WHAT THE WORLDS ARE MADE OF.
The present century was already well advanced before there was any solid ground for the belief that the worlds of space are made of analogous or identical materials. It was only with the invention of the spectroscope and the analysis of light that the material identity of universal nature was proved by methods which could not be doubted. The proof came by the spectroscope.
This little instrument, though not famed as is its lordly kinsman the telescope, or even regarded with the popular favor of the microscope, has nevertheless carried us as far, and, we were about to say, taught us as much, as either of the others. It is one thing to see the worlds afar, to note them visibly, to describe their outlines, to measure their mass and determine their motions. It is another thing to know their constitution, the substances of which they are composed, the material condition in which they exist and the state of their progress in worldhood. The latter work is the task of the spectroscope; and right well has it accomplished its mission.

> [TASKS TO CARRY OUT]:
A: In the passage about what the worlds are made of, which instrument gave the proof that the worlds share the same materials?
B: Carry on the passage about what the worlds are made of, picking up after its last sentence.
The material after this passage is separate from it.

> [COLLECTED DATA]:
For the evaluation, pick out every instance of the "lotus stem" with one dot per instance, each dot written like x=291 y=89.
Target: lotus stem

> [WRITTEN ANSWERS]:
A: The spectroscope.

B:
The solar spectrum has been known from the earliest ages. When the sun-bow was set on the background of cloud over the diluvial floods, the living beings of that age saw a spectrum—the glorious spectrum of rain and shine. Wherever the rays of light have been diffracted under given conditions by the agency of water drops, prism of glass or other such transparent medium, and the ray has fallen on a suitable screen, lo! there has been the beautiful spectrum of light.
The artificial, intentional production of this phenomenon of light has long been known, and both novice and scientist have tested and improved the methods of getting given results. The child's soap-bubble shows it in miniature splendor. The pressure of one wet pane of glass against another reveals it. The breakage of nearly all crystalline substances brings something of the colored effects of light; but the triangular prism of glass, suitably prepared, best of all displays the analysis of the sun-beam into the colors of which it is composed.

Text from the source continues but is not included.